* **Try it**: Starting at the first line of the data below, retype every line up to and including the one containing "Every instance of the blue".

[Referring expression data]
+ + + + +

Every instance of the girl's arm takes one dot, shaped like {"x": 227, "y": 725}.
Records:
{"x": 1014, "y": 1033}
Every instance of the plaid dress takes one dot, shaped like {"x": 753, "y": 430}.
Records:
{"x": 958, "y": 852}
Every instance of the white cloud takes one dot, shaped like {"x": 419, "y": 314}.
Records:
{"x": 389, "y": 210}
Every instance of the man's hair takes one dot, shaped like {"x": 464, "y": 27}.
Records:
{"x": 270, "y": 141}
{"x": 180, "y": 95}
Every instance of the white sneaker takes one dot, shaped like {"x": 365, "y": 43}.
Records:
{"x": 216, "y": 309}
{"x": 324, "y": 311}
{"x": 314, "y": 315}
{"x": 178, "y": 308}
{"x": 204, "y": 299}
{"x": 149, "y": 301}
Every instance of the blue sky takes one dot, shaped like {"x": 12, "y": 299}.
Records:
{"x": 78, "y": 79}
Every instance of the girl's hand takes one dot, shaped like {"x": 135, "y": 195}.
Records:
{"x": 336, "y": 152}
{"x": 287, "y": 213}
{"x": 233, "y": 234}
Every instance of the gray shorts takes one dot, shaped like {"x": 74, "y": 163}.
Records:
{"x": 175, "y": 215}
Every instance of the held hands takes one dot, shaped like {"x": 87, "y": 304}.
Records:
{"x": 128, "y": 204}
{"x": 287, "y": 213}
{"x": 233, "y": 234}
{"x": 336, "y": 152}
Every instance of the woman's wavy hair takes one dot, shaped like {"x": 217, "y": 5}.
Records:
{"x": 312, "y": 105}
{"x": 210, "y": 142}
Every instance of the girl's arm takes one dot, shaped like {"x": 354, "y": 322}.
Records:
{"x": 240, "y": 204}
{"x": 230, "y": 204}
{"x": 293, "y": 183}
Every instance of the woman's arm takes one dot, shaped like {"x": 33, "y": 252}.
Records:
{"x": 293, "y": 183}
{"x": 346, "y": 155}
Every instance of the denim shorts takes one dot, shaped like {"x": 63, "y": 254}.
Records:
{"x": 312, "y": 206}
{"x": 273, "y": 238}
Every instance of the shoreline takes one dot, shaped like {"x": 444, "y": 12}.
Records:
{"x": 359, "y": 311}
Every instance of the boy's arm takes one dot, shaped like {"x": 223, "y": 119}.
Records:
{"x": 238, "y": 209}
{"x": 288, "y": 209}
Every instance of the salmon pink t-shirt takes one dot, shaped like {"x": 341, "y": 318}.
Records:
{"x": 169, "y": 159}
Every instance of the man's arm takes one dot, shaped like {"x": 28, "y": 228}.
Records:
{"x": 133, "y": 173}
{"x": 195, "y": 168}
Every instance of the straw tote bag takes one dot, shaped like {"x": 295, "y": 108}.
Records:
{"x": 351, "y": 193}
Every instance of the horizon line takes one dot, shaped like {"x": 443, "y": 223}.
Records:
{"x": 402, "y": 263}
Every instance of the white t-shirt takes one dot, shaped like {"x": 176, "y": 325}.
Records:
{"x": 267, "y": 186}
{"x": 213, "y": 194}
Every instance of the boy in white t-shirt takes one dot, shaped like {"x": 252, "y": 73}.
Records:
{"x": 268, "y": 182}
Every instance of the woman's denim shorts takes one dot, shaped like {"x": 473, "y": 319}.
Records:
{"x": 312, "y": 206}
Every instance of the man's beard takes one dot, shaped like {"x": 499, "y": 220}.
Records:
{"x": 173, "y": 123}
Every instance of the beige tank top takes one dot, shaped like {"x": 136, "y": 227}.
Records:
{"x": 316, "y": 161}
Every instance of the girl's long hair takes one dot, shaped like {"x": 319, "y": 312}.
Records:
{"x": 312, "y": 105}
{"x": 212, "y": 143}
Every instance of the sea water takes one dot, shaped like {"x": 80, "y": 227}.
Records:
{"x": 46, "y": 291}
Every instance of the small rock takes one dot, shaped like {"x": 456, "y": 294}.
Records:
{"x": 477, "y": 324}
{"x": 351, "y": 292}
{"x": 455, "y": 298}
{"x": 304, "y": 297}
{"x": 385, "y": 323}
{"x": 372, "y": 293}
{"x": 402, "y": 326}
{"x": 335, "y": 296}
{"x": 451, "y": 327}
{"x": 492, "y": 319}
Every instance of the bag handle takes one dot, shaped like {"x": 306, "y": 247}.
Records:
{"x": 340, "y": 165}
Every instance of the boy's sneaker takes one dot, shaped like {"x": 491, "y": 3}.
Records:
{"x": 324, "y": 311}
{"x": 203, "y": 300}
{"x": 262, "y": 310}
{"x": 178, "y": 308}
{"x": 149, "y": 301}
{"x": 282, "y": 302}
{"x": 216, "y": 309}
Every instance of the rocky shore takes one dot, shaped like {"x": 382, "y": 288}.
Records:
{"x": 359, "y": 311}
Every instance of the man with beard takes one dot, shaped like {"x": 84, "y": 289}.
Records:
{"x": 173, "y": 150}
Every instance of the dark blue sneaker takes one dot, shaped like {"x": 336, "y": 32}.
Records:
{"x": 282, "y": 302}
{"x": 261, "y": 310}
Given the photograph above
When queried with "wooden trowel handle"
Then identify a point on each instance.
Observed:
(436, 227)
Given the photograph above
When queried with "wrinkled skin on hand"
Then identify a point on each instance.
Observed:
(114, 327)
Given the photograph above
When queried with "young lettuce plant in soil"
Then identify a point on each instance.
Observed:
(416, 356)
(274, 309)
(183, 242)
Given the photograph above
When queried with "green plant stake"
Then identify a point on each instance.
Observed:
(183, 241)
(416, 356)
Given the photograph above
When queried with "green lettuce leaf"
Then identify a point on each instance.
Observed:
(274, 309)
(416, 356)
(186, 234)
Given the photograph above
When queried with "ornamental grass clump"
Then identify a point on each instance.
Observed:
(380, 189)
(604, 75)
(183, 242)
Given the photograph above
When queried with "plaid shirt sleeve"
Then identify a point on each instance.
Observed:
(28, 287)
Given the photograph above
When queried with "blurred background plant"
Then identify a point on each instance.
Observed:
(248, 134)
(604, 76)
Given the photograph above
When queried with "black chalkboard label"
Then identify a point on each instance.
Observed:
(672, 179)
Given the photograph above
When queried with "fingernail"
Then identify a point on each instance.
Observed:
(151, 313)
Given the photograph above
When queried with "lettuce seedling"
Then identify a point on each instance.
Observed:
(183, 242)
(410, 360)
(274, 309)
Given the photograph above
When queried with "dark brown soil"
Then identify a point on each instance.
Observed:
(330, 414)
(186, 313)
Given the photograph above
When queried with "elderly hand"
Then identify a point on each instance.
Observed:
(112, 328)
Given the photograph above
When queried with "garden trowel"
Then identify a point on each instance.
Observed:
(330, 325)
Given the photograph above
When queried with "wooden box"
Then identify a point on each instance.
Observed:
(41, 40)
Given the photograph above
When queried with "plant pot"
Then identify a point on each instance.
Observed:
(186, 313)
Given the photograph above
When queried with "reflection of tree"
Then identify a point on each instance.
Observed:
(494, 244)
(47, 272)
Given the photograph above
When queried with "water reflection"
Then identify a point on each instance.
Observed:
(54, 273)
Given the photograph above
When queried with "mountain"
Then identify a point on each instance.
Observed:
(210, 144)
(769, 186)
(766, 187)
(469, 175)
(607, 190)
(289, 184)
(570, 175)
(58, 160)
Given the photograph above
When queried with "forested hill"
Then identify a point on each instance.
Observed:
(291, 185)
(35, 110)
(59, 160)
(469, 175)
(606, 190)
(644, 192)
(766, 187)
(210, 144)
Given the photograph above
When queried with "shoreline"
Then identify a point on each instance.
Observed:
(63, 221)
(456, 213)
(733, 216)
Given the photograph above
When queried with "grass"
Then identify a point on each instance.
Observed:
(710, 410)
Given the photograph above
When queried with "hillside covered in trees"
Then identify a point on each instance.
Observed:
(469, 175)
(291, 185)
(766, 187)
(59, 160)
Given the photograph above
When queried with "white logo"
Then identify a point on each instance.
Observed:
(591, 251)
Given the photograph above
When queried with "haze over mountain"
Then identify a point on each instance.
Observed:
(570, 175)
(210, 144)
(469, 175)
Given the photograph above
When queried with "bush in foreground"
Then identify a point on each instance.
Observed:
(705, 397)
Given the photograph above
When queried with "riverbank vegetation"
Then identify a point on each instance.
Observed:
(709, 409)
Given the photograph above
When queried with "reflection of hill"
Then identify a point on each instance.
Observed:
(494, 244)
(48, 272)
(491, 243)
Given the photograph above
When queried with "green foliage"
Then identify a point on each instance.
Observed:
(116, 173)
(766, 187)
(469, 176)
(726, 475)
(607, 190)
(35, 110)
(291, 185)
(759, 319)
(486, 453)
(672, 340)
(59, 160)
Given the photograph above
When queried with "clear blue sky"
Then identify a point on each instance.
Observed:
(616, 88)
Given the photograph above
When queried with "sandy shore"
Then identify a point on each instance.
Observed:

+ + + + +

* **Output of the exercise**:
Every instance of the girl's arm takes one dot, shaped like {"x": 227, "y": 725}.
Records:
{"x": 1014, "y": 1033}
Every instance of the plaid dress takes one dot, shaped like {"x": 753, "y": 430}.
Records:
{"x": 958, "y": 852}
Every instance of the white cloud takes one dot, shaped like {"x": 419, "y": 314}.
Records:
{"x": 389, "y": 210}
Every instance of the man's hair takes one dot, shaped like {"x": 464, "y": 27}.
Records:
{"x": 270, "y": 141}
{"x": 180, "y": 95}
Every instance of the white sneaker takes one dot, shaped like {"x": 365, "y": 43}.
Records:
{"x": 216, "y": 309}
{"x": 324, "y": 311}
{"x": 314, "y": 315}
{"x": 178, "y": 308}
{"x": 204, "y": 299}
{"x": 149, "y": 301}
Every instance of the blue sky takes one dot, shaped like {"x": 12, "y": 299}.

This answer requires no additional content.